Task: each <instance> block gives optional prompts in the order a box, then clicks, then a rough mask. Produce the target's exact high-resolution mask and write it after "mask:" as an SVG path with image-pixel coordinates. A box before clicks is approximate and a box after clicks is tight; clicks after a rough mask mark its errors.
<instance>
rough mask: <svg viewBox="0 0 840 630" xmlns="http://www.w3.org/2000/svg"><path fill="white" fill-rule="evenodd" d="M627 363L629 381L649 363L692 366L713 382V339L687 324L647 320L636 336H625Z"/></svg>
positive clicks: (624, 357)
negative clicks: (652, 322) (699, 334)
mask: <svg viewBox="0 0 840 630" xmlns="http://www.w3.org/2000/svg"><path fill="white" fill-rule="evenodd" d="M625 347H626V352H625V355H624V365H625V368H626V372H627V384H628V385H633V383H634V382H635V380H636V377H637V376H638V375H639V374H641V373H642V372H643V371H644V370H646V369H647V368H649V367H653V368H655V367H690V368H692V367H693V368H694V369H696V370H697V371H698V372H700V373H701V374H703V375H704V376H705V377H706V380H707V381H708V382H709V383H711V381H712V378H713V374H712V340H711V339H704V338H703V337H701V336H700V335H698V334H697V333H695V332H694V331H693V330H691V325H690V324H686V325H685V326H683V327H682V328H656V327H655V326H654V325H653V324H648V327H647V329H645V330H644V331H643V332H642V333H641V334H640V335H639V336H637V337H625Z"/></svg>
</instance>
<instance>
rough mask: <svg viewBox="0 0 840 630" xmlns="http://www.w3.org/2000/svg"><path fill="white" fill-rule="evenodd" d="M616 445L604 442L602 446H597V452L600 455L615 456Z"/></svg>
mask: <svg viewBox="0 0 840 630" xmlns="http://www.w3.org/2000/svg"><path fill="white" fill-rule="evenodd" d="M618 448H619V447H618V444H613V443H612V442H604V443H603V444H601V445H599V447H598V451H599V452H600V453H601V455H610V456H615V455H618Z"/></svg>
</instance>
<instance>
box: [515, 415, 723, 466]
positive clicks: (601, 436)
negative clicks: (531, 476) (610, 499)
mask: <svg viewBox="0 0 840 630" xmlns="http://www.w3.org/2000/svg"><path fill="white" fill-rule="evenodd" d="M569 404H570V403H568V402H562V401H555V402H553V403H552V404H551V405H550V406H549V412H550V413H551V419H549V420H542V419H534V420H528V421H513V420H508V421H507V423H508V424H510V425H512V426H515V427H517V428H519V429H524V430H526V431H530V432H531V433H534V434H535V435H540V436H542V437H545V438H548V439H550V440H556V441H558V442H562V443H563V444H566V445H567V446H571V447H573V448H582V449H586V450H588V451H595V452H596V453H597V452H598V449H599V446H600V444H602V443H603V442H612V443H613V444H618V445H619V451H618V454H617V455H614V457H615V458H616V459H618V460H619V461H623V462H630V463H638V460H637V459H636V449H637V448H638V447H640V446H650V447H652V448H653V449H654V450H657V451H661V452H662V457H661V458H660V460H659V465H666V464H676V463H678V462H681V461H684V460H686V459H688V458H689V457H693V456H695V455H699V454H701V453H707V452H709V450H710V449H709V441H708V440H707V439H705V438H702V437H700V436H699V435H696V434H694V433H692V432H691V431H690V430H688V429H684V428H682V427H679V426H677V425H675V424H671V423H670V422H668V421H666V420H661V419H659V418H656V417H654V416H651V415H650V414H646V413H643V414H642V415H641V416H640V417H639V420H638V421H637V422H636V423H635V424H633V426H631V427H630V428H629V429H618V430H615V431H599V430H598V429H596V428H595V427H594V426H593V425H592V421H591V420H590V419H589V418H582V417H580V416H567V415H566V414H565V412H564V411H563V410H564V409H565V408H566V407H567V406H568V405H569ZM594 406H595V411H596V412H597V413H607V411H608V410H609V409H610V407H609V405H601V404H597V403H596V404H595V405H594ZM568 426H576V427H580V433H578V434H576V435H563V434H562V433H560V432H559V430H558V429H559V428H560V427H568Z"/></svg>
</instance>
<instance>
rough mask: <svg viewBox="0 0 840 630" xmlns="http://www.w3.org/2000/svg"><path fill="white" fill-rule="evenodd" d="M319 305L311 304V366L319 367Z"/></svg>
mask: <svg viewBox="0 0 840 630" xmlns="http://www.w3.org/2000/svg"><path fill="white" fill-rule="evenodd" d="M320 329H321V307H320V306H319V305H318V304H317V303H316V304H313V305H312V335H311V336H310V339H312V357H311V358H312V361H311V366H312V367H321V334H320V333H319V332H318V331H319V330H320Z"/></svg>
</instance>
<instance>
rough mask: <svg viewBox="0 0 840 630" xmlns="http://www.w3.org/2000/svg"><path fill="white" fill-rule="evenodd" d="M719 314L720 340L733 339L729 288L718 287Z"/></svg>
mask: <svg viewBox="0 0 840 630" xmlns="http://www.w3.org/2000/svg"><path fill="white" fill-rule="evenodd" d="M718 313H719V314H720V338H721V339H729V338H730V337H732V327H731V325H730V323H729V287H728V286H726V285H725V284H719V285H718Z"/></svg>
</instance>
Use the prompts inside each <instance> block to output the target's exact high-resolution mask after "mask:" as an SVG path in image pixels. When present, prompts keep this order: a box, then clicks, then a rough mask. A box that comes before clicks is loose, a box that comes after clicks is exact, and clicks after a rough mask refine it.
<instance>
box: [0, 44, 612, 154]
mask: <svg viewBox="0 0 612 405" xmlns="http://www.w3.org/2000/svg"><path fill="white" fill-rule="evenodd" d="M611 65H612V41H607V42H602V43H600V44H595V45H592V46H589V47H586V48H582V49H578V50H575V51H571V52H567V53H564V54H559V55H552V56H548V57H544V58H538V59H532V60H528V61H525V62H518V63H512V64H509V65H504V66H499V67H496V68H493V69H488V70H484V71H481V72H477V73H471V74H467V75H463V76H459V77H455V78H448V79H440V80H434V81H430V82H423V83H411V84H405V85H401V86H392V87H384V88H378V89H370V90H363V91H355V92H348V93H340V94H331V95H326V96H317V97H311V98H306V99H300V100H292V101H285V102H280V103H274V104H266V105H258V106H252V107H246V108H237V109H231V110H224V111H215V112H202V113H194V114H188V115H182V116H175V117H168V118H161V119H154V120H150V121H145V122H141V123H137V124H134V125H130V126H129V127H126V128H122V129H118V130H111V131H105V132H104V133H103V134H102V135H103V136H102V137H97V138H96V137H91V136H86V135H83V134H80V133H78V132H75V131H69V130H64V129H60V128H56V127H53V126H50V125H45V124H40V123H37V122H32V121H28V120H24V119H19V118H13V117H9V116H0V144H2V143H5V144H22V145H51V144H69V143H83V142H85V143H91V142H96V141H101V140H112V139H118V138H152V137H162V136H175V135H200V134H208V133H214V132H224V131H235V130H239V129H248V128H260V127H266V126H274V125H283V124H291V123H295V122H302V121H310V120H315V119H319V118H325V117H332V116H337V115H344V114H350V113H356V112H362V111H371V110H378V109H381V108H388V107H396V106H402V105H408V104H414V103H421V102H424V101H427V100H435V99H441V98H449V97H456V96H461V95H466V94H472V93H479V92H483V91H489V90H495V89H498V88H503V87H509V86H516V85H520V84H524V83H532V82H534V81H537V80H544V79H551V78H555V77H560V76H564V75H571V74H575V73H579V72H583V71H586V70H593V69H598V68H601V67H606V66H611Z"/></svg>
····················
▸ **WORK ITEM**
Print the full listing verbatim. Leave nothing out.

▸ **SOLUTION**
Task: each <instance> block gives optional prompts in the order a box, then clicks, then a rough mask. Produce the target's exact high-resolution mask and write it after "mask:" as an SVG path with image-pixel coordinates. A box before clicks is approximate and a box after clicks is tight; clicks after a rough mask mark its errors.
<instance>
rough mask: <svg viewBox="0 0 840 630" xmlns="http://www.w3.org/2000/svg"><path fill="white" fill-rule="evenodd" d="M627 363L629 381L649 363L692 366L713 382V339L687 324L647 320L636 336H625Z"/></svg>
positive clicks: (624, 357)
negative clicks: (652, 322) (699, 334)
mask: <svg viewBox="0 0 840 630" xmlns="http://www.w3.org/2000/svg"><path fill="white" fill-rule="evenodd" d="M625 347H626V352H625V355H624V365H625V368H626V372H627V384H628V385H633V383H634V382H635V380H636V377H637V376H638V375H639V374H641V373H642V372H643V371H644V370H646V369H647V368H649V367H653V368H655V367H690V368H692V367H693V368H694V369H696V370H697V371H698V372H700V373H701V374H703V375H704V376H705V377H706V380H707V381H708V382H709V383H711V381H712V378H713V374H712V340H711V339H704V338H703V337H701V336H700V335H698V334H697V333H695V332H694V331H693V330H691V325H690V324H686V325H685V326H683V327H682V328H656V327H655V326H654V325H653V324H648V327H647V329H645V330H644V331H643V332H642V333H641V334H640V335H639V336H637V337H625Z"/></svg>
</instance>
<instance>
rough mask: <svg viewBox="0 0 840 630" xmlns="http://www.w3.org/2000/svg"><path fill="white" fill-rule="evenodd" d="M616 445L604 442L602 446H597V452L600 455L615 456Z"/></svg>
mask: <svg viewBox="0 0 840 630" xmlns="http://www.w3.org/2000/svg"><path fill="white" fill-rule="evenodd" d="M618 448H619V447H618V444H613V443H612V442H604V443H603V444H601V445H599V447H598V451H599V452H600V453H601V455H610V456H615V455H618Z"/></svg>
</instance>
<instance>
box: [515, 415, 723, 466]
positive clicks: (601, 436)
negative clicks: (531, 476) (610, 499)
mask: <svg viewBox="0 0 840 630" xmlns="http://www.w3.org/2000/svg"><path fill="white" fill-rule="evenodd" d="M569 404H570V403H568V402H562V401H555V402H553V403H552V404H551V405H550V406H549V412H550V413H551V419H549V420H542V419H534V420H528V421H513V420H508V421H507V423H508V424H510V425H512V426H515V427H517V428H519V429H524V430H526V431H530V432H531V433H534V434H535V435H540V436H542V437H545V438H548V439H550V440H556V441H558V442H562V443H563V444H566V445H567V446H571V447H573V448H582V449H586V450H588V451H595V452H596V453H597V452H598V449H599V446H600V444H602V443H603V442H612V443H613V444H618V445H619V451H618V454H617V455H614V457H615V458H616V459H618V460H619V461H623V462H630V463H638V460H637V459H636V449H637V448H638V447H640V446H650V447H652V448H653V449H654V450H657V451H661V452H662V457H661V458H660V460H659V465H666V464H676V463H678V462H681V461H684V460H686V459H688V458H689V457H693V456H695V455H699V454H701V453H707V452H709V450H710V449H709V441H708V440H707V439H705V438H702V437H700V436H699V435H696V434H694V433H692V432H691V431H690V430H688V429H684V428H682V427H679V426H677V425H675V424H671V423H670V422H668V421H666V420H661V419H659V418H656V417H654V416H651V415H650V414H646V413H643V414H642V415H641V416H640V417H639V420H638V421H637V422H636V423H635V424H633V426H631V427H630V428H629V429H618V430H615V431H599V430H598V429H596V428H595V427H594V426H593V425H592V421H591V420H590V419H589V418H582V417H580V416H567V415H566V414H565V412H564V411H563V410H564V409H565V408H566V407H567V406H568V405H569ZM594 406H595V411H596V412H597V413H607V411H608V410H609V409H610V407H609V405H601V404H597V403H596V404H595V405H594ZM568 426H576V427H580V433H578V434H576V435H563V434H562V433H560V432H559V430H558V429H559V428H560V427H568Z"/></svg>
</instance>
<instance>
rough mask: <svg viewBox="0 0 840 630" xmlns="http://www.w3.org/2000/svg"><path fill="white" fill-rule="evenodd" d="M319 305L311 304V366L319 367Z"/></svg>
mask: <svg viewBox="0 0 840 630" xmlns="http://www.w3.org/2000/svg"><path fill="white" fill-rule="evenodd" d="M320 329H321V307H320V306H319V305H318V304H317V303H316V304H313V305H312V335H311V336H310V339H312V357H311V358H312V361H311V366H312V367H321V334H320V333H319V332H318V331H319V330H320Z"/></svg>
</instance>
<instance>
rough mask: <svg viewBox="0 0 840 630" xmlns="http://www.w3.org/2000/svg"><path fill="white" fill-rule="evenodd" d="M719 314L720 340L733 339L729 288L718 287Z"/></svg>
mask: <svg viewBox="0 0 840 630" xmlns="http://www.w3.org/2000/svg"><path fill="white" fill-rule="evenodd" d="M718 313H719V314H720V338H721V339H729V338H730V337H732V327H731V325H730V323H729V287H728V286H726V285H725V284H719V285H718Z"/></svg>
</instance>
Use the prompts inside each <instance> block to output the target's exact high-resolution mask after "mask:" as an SVG path in image pixels. When present, prompts keep this order: a box, then clicks, then a rough mask. A box that comes before clicks is loose, a box that comes after clicks is exact, and clicks after a rough mask refine it.
<instance>
box: [0, 44, 612, 154]
mask: <svg viewBox="0 0 612 405" xmlns="http://www.w3.org/2000/svg"><path fill="white" fill-rule="evenodd" d="M611 65H612V41H607V42H602V43H600V44H595V45H592V46H589V47H586V48H582V49H578V50H575V51H571V52H567V53H564V54H559V55H552V56H548V57H544V58H538V59H532V60H528V61H525V62H518V63H512V64H509V65H504V66H499V67H496V68H493V69H488V70H484V71H481V72H477V73H471V74H467V75H463V76H459V77H455V78H448V79H440V80H434V81H430V82H423V83H411V84H405V85H401V86H392V87H384V88H378V89H370V90H363V91H355V92H348V93H340V94H331V95H326V96H317V97H311V98H306V99H300V100H292V101H285V102H280V103H274V104H266V105H258V106H252V107H246V108H237V109H231V110H224V111H215V112H202V113H194V114H188V115H182V116H175V117H168V118H161V119H154V120H150V121H145V122H141V123H137V124H134V125H130V126H129V127H126V128H122V129H118V130H111V131H105V132H104V133H103V134H102V135H103V136H102V137H97V138H96V137H91V136H86V135H83V134H80V133H78V132H75V131H69V130H64V129H60V128H56V127H53V126H50V125H45V124H40V123H37V122H32V121H28V120H24V119H19V118H13V117H9V116H0V144H2V143H5V144H22V145H51V144H69V143H83V142H85V143H91V142H96V141H101V140H112V139H118V138H152V137H162V136H175V135H200V134H208V133H214V132H224V131H235V130H239V129H248V128H260V127H266V126H274V125H283V124H291V123H295V122H302V121H310V120H315V119H319V118H325V117H332V116H337V115H344V114H350V113H356V112H362V111H371V110H378V109H381V108H388V107H396V106H402V105H408V104H414V103H421V102H424V101H427V100H435V99H441V98H449V97H456V96H461V95H466V94H472V93H479V92H483V91H489V90H495V89H498V88H503V87H509V86H516V85H520V84H524V83H532V82H534V81H537V80H544V79H551V78H555V77H560V76H564V75H571V74H575V73H579V72H583V71H586V70H593V69H598V68H601V67H606V66H611Z"/></svg>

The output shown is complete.